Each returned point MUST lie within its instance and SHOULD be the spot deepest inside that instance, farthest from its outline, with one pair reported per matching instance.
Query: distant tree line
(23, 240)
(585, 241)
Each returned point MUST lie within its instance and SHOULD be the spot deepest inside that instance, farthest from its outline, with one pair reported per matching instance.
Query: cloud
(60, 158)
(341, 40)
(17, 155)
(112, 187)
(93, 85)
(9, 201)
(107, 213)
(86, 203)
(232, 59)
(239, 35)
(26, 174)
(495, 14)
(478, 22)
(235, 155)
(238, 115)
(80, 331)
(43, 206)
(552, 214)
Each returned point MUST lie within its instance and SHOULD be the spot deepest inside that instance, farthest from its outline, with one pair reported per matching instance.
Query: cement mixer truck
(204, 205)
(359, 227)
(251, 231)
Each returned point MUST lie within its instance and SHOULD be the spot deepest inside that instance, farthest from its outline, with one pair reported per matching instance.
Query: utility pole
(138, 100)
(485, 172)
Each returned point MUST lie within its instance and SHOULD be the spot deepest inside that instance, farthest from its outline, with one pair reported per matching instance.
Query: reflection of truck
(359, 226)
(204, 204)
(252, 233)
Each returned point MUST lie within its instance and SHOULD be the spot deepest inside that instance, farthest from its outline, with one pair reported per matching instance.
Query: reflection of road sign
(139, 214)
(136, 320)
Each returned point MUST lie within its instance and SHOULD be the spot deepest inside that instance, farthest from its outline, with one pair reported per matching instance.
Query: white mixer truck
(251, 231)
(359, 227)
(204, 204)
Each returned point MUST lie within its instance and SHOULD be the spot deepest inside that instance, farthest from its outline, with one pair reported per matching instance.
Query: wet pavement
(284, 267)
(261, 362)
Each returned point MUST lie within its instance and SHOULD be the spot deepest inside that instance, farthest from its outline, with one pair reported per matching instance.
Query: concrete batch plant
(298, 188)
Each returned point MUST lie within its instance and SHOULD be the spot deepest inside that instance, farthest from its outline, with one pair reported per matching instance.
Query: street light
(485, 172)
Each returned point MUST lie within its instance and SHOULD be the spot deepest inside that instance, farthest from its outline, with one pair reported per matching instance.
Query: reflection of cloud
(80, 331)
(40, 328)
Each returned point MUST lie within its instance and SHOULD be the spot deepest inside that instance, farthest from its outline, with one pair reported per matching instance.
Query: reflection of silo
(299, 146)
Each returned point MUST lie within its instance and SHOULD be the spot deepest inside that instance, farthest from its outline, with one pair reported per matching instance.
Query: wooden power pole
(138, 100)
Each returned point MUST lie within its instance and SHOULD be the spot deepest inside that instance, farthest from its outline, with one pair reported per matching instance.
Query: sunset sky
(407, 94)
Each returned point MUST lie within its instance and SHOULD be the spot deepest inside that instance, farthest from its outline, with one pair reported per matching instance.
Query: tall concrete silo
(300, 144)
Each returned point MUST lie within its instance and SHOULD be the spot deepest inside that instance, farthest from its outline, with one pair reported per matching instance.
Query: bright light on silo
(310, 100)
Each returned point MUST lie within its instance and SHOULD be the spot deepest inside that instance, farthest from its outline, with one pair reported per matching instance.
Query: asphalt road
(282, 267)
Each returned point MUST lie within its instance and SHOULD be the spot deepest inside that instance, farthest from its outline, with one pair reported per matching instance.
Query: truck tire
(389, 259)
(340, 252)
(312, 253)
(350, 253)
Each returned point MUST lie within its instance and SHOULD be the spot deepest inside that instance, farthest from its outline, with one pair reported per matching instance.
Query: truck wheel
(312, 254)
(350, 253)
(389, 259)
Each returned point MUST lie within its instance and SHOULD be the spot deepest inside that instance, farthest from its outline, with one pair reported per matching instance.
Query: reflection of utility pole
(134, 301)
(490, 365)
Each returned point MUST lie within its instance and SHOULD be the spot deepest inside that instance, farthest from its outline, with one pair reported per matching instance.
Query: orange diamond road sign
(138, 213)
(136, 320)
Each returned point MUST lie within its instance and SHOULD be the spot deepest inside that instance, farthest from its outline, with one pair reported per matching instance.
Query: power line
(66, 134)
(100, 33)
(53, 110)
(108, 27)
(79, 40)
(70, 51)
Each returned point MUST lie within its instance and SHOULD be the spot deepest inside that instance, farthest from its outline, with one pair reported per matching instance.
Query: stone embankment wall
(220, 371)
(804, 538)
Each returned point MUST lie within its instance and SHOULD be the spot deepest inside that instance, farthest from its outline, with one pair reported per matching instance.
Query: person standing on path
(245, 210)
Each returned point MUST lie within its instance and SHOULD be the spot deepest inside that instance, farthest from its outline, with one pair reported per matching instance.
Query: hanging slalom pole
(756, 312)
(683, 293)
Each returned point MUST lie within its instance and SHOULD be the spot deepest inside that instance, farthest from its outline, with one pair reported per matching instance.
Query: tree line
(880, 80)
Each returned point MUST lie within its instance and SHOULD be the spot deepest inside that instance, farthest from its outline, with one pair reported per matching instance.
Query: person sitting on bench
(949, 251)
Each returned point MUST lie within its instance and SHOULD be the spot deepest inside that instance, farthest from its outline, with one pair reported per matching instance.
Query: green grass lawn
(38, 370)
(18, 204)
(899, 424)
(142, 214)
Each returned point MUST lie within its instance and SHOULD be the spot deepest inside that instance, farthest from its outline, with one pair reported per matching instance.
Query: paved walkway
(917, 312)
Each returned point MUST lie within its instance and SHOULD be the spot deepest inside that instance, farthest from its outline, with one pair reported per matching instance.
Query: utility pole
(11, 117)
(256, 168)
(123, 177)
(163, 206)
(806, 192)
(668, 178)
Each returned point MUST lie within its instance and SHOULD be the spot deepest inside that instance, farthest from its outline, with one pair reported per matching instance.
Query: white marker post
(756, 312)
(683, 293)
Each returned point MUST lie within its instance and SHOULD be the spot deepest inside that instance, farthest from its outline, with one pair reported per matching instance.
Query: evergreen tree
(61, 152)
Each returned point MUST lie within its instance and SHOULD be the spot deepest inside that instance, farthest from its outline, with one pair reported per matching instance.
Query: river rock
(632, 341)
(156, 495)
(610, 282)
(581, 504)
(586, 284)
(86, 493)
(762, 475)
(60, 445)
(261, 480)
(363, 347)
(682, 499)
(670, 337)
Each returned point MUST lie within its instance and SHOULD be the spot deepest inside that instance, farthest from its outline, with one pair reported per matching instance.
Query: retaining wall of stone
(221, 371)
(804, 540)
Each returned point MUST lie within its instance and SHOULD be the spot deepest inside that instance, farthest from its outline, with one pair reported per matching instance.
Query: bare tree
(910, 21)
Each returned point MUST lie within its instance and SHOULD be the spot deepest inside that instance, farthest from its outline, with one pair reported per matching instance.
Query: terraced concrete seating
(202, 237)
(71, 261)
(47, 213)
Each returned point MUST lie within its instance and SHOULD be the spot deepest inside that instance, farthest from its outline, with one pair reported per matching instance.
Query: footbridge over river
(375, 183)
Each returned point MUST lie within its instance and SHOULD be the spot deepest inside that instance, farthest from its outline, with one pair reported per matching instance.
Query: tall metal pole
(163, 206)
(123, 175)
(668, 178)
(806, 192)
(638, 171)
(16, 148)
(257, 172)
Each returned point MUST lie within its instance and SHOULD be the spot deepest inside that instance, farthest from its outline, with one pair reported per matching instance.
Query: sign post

::::

> How to complete this task: All entries given above should be transcribed exactly, with none omitted.

> Completed exercise:
Each returned point MUST lie within its instance and SHOULD be the spot deepest inside that instance, farthest from its outline, with one pair reported per matching instance.
Query: distant tree line
(23, 240)
(585, 241)
Each returned point MUST lie within its instance and SHOULD be the spot deepest inside that instance, farthest from its outline, with one pair reported per matching instance.
Query: cloud
(60, 158)
(341, 40)
(17, 155)
(112, 187)
(93, 85)
(9, 201)
(107, 213)
(86, 203)
(232, 59)
(239, 35)
(26, 174)
(495, 14)
(478, 22)
(235, 155)
(238, 115)
(80, 331)
(43, 206)
(552, 214)
Each returned point MUST lie within its instance and SHOULD be the spot deepest inside that instance, farthest from its outline, with one pair reported per matching instance.
Query: cement mixer truck
(204, 205)
(359, 227)
(251, 231)
Each returned point MUST lie within its instance and SHOULD be the spot deepest inside that instance, farthest from its outline, with one pair reported per matching instance.
Query: utility pole
(138, 100)
(485, 172)
Each returned point MUST lie within its instance and SHOULD be the spot deepest inside that instance, farthest from its outline, with one pair reported per matching instance.
Query: reflection of truck
(359, 226)
(204, 204)
(252, 233)
Each returned point MUST lie within its instance and SHOULD be the spot deepest inside that instance, farthest from its outline, with one pair reported per matching instance.
Query: reflection of road sign
(139, 214)
(136, 320)
Each returned point MUST lie within its instance and SHOULD be the spot deepest inside that instance, farthest from its outline, with one pair reported per matching instance.
Query: white mixer truck
(251, 231)
(359, 227)
(204, 204)
Each returned point MUST lie within its instance and SHOULD be the spot deepest inside that instance, farthest from its outline, with one pair reported per matching instance.
Query: wet pavement
(284, 267)
(261, 362)
Each returned point MUST lie within its instance and SHOULD be the spot deepest inside that instance, farthest from its outline, with one pair reported per matching instance.
Query: concrete batch plant
(298, 188)
Each returned point MUST lie within its instance and SHOULD be the spot deepest inside that instance, farthest from its outline, with one pair reported per matching instance.
Query: street light
(485, 172)
Each returned point MUST lie within its instance and SHOULD be the spot deepest inside that instance, farthest from its outline, with one pair reported per matching instance.
Query: reflection of cloud
(80, 331)
(40, 328)
Each returned point MUST lie within its instance and SHOULD be the spot deepest inside that instance, farthest from its outline, with one pair reported per matching instance.
Query: reflection of silo
(299, 146)
Each returned point MUST lie within its instance and SHOULD be the spot deepest inside that instance, farthest from its outline, with one pair reported per matching instance.
Query: wooden power pole
(138, 100)
Each returned point MUST lie within its instance and SHOULD be the spot deepest inside that instance, farthest from its outline, with one pair reported per matching instance.
Query: sunset sky
(407, 94)
Each returned point MUST lie within its instance and SHOULD be the spot deepest inside that instance, farthest from its outline, with one pair reported per matching instance.
Query: tall concrete silo
(300, 144)
Each returned point MUST lie within its instance and SHOULD be the spot deepest inside that instance, farthest from its outline, with one pair reported per matching instance.
Query: bright light on silo
(310, 100)
Each returned point MUST lie within its instance and SHOULD be the spot deepest inside that instance, farthest from its outline, with one pair reported per matching instance.
Query: asphalt road
(282, 267)
Each returned point MUST lie within its instance and SHOULD be the spot deepest inside that instance, farthest from its outline, with one pair reported per matching instance.
Query: truck tire
(389, 259)
(340, 252)
(312, 253)
(350, 253)
Each returned point MUST lie within its instance and SHOULD be the spot deepest inside that instance, farthest from its outline, with one pair reported per matching instance.
Query: truck wheel
(312, 254)
(350, 253)
(389, 259)
Each returned point MUST lie within its instance and SHOULD be the spot deepest inside that instance, farthest from its outline, with one pair reported per matching instance.
Query: reflection of utility pole
(134, 301)
(490, 365)
Each returned point MUST lie within its instance and SHOULD be the spot deepest inside that instance, farthest from its outline, with one pair reported per matching instance.
Query: orange diamond road sign
(138, 213)
(136, 320)
Each returned point MUST lie within its instance and SHOULD be the spot deepest inside that instance, farthest from its outline, with one pair reported per matching instance.
Query: power line
(66, 134)
(100, 33)
(53, 110)
(108, 27)
(79, 40)
(70, 51)
Each returned point MUST lie within its instance and SHOULD be the spot deepest inside that instance, farthest from its outline, with one pair reported per matching instance.
Query: stone embankment wall
(220, 371)
(804, 538)
Each returned point MUST lie within its instance and SHOULD be the spot deepest inside that instance, farthest from its outline, with one pair reported per matching instance.
Query: person standing on path
(245, 210)
Each returned point MUST lie within its instance and SHOULD be the spot deepest inside that instance, farthest from its outline, with one pair reported per matching instance.
Query: hanging slalom pole
(756, 312)
(683, 293)
Each returned point MUST lie within its instance and SHOULD be the spot deepest inside that instance, farthest from its outline, with one pair reported per matching instance.
Query: tree line
(880, 80)
Each returned point MUST lie within its instance and SHOULD be the spot deepest inside that instance, farthest from its outline, with one pair reported per matching instance.
Query: person sitting on bench
(949, 251)
Each returned point MUST lie within its instance and SHOULD be the spot deepest inside that instance, farthest from its outline, with one pair reported per matching instance.
Query: green grass lawn
(38, 370)
(18, 204)
(899, 424)
(142, 214)
Each returned point MUST lie within its instance and SHOULD be the spot deepest inside that instance, farthest from its outline, with one pair reported per matching instance.
Query: paved walkway
(917, 312)
Each returned point MUST lie within its instance and SHOULD be the spot deepest inside that instance, farthest from its outline, with one pair reported per matching instance.
Query: utility pole
(11, 117)
(256, 168)
(123, 177)
(163, 206)
(806, 192)
(668, 178)
Each returned point MUST lie within its instance and SHOULD be the spot deepest inside that instance, farthest from its outline, with one pair reported per matching instance.
Query: white marker post
(756, 312)
(683, 293)
Each returned point MUST lie within its instance and SHOULD be the spot deepest inside that instance, farthest from its outline, with one pair reported per matching instance.
Query: evergreen tree
(61, 152)
Each returned point MUST lie within its instance and SHOULD be the spot deepest inside that instance, farthest from its outline, with one pair reported per matching instance.
Query: river rock
(632, 341)
(156, 495)
(610, 282)
(581, 504)
(586, 284)
(86, 493)
(762, 475)
(60, 445)
(261, 480)
(363, 347)
(682, 499)
(670, 337)
Each returned point MUST lie within its instance and SHOULD be the spot deepest inside that instance, farthest from its outline, with one pair reported per matching instance.
Query: retaining wall of stone
(221, 371)
(804, 540)
Each returned point MUST lie within its instance and SHOULD be the spot deepest inside that instance, farthest from its outline, with one pair reported per matching instance.
Query: bare tree
(910, 21)
Each returned point MUST lie within its instance and SHOULD be the spot deepest inside that instance, farthest from its outline, with one pair reported per matching instance.
Query: terraced concrete seating
(202, 237)
(71, 261)
(47, 213)
Each returned point MUST lie within its instance and SHOULD be the spot deepest inside that instance, farthest from its outline, with one pair reported per matching instance.
Query: footbridge over river
(375, 183)
Each returned point MUST lie within its instance and SHOULD be the spot deepest inside that instance, farthest from its outline, with one pair reported per matching instance.
Query: tall metal pole
(163, 206)
(123, 175)
(668, 178)
(806, 192)
(638, 171)
(16, 148)
(257, 172)
Each returned point MUST lie within its instance and SHOULD be the spot deepest inside that instance, farthest from its outline, with one pair reported per matching instance.
Query: sign post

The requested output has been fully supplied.